◆ **Collection entries**:
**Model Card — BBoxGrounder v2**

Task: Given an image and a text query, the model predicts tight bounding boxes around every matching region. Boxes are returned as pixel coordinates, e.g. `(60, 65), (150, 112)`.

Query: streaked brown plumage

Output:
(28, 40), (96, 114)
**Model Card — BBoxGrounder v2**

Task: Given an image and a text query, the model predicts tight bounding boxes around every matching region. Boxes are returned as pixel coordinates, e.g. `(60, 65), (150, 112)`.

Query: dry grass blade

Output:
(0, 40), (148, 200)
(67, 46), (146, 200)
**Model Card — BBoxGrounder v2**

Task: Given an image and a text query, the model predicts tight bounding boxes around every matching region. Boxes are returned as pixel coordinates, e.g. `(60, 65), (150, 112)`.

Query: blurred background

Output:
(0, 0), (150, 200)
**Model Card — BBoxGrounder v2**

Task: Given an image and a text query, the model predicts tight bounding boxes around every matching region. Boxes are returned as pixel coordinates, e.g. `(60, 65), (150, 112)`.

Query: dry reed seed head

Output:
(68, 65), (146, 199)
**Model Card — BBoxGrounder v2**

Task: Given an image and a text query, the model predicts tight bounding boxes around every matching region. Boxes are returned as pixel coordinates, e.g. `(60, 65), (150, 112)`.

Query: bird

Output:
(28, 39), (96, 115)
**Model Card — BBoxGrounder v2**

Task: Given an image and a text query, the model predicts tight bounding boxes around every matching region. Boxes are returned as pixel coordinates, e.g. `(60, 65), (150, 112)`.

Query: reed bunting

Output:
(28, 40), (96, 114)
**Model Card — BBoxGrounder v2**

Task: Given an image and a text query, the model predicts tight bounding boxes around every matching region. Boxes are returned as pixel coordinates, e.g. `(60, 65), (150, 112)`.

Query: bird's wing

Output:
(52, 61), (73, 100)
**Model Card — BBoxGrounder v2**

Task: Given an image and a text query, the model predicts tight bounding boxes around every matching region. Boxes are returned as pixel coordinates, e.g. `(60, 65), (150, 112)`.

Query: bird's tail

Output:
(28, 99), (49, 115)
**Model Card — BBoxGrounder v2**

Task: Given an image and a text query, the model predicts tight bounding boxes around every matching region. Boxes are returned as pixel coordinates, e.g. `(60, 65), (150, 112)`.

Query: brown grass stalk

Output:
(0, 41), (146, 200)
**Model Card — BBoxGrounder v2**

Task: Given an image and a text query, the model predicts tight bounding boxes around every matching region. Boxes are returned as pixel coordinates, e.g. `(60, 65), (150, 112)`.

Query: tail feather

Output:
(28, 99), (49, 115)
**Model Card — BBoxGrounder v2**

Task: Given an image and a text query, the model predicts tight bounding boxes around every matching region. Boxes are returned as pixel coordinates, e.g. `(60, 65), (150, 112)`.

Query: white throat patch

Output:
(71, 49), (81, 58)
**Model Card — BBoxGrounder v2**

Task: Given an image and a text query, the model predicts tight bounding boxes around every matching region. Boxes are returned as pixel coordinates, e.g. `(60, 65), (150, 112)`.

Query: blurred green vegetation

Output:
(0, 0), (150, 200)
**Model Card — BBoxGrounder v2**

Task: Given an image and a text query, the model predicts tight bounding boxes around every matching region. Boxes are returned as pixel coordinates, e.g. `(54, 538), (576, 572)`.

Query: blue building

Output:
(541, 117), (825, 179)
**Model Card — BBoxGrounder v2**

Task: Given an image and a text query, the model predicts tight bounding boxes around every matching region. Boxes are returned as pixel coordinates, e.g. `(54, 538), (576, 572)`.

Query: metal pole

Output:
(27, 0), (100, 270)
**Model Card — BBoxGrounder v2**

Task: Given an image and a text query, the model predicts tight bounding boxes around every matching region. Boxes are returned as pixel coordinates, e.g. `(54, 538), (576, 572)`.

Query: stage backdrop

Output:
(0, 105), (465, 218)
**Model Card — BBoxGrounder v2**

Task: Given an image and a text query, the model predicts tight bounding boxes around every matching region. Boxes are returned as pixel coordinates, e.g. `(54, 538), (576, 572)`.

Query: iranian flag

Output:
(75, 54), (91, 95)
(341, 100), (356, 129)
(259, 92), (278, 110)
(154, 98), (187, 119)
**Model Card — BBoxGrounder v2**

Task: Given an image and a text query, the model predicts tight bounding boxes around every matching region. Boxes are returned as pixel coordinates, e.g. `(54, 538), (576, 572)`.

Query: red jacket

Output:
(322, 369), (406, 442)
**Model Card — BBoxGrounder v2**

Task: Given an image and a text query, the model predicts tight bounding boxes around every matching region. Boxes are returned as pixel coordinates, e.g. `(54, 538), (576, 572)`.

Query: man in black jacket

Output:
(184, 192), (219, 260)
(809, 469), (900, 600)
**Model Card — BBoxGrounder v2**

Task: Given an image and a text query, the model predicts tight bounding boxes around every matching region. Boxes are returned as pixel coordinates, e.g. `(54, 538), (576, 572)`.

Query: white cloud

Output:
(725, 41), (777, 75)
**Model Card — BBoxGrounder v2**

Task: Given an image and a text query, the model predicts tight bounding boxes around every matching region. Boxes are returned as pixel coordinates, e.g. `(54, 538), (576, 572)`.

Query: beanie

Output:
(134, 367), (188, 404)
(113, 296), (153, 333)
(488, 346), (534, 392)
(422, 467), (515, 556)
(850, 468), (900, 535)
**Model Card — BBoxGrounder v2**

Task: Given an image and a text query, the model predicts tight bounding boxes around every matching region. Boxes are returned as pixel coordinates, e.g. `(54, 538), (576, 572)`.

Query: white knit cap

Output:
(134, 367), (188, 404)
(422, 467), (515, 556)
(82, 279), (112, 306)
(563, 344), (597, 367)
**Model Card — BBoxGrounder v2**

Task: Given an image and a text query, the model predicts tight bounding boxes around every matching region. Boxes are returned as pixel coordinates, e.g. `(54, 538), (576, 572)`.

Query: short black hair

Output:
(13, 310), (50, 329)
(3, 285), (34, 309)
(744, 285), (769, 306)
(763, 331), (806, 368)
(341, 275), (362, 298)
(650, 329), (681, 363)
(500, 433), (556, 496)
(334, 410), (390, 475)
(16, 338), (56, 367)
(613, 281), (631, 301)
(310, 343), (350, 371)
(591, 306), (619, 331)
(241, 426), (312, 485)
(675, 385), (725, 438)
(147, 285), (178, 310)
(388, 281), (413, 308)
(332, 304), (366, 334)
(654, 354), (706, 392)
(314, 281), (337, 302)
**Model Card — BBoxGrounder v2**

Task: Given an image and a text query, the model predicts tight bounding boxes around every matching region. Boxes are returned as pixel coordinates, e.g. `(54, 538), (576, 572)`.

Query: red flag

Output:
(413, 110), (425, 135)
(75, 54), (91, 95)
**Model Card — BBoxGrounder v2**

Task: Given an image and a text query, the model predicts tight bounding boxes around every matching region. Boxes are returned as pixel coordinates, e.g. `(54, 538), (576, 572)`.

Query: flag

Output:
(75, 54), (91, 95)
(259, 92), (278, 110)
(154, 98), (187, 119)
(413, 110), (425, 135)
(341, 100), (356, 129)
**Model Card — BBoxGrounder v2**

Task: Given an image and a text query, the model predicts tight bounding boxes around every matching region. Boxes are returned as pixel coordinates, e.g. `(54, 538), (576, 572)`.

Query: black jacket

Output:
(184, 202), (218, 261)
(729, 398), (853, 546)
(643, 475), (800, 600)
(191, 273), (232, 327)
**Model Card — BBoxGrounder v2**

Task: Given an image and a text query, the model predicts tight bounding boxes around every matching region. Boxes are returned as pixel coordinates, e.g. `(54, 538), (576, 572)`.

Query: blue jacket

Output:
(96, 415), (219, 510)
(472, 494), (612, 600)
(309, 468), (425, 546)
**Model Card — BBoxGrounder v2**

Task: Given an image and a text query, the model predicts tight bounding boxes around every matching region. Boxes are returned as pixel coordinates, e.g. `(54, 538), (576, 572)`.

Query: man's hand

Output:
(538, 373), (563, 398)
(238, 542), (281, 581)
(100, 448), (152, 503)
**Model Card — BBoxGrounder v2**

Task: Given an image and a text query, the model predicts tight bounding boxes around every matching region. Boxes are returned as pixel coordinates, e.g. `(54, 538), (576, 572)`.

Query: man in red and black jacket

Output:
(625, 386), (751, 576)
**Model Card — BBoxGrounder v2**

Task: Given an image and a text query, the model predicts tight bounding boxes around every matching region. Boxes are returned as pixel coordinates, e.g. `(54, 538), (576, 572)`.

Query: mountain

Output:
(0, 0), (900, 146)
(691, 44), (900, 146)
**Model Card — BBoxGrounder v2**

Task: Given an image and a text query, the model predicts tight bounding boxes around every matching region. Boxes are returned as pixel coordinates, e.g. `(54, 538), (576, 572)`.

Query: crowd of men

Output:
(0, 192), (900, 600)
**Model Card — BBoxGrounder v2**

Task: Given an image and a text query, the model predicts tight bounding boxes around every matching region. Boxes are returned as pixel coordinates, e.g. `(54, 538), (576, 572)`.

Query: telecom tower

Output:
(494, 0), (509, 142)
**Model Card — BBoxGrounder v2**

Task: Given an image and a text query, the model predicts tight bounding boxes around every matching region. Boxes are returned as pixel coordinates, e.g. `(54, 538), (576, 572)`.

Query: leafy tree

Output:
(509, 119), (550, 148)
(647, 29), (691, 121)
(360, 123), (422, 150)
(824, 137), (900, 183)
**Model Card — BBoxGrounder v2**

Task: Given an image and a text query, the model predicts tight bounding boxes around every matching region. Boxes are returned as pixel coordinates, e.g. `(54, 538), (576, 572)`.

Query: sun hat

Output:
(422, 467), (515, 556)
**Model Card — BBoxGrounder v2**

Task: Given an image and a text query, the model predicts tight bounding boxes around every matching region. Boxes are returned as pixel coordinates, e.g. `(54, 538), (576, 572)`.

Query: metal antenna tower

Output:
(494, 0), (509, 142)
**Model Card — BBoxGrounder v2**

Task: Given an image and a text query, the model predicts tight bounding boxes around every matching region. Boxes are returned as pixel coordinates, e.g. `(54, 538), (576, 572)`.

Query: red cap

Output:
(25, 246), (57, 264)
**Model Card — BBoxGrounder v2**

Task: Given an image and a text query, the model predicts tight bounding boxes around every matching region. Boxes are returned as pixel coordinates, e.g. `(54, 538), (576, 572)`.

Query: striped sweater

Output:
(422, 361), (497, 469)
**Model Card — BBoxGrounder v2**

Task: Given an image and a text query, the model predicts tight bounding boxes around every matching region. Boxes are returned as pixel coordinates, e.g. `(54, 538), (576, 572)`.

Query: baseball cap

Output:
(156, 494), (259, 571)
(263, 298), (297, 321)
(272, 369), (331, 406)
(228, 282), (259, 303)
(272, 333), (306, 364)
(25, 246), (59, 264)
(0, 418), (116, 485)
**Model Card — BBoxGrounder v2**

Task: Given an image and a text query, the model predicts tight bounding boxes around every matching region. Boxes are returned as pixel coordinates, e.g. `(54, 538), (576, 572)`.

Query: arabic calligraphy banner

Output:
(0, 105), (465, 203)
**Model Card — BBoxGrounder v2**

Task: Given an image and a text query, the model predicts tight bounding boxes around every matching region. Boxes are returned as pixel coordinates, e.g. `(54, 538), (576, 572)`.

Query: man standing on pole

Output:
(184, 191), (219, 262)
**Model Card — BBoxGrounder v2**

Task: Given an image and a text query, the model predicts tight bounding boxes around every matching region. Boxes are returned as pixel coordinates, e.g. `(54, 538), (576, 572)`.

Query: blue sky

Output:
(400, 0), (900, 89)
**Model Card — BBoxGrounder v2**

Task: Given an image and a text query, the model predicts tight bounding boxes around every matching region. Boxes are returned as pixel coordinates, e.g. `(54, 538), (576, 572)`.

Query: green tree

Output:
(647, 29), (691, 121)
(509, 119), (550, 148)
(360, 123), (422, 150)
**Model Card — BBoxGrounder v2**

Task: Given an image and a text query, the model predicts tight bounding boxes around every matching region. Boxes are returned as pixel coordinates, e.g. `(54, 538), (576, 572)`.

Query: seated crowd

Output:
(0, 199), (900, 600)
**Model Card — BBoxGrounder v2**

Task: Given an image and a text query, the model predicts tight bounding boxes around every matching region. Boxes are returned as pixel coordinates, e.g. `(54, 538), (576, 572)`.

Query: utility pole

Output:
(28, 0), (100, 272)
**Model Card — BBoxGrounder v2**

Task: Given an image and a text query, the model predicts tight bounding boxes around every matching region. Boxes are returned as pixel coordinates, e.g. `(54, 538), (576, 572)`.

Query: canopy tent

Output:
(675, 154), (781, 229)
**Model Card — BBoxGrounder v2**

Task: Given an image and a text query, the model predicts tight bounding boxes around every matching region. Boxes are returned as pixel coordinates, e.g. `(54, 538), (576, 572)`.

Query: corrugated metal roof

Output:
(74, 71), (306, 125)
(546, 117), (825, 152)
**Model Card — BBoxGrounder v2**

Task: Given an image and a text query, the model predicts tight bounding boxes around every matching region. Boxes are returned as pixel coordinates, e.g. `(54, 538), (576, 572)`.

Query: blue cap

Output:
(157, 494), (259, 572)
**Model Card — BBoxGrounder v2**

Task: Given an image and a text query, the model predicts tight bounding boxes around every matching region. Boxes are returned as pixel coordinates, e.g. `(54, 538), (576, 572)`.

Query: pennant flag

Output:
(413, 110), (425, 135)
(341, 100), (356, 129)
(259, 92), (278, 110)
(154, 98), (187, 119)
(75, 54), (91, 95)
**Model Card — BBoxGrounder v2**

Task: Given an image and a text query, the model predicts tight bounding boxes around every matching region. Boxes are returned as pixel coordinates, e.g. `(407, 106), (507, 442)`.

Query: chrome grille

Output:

◆ **TASK DESCRIPTION**:
Locate each line in the entries above that includes the string "green", matching case exactly, and copy those lines out.

◆ **SOLVED PROBLEM**:
Query: blurred green vegetation
Query: green tree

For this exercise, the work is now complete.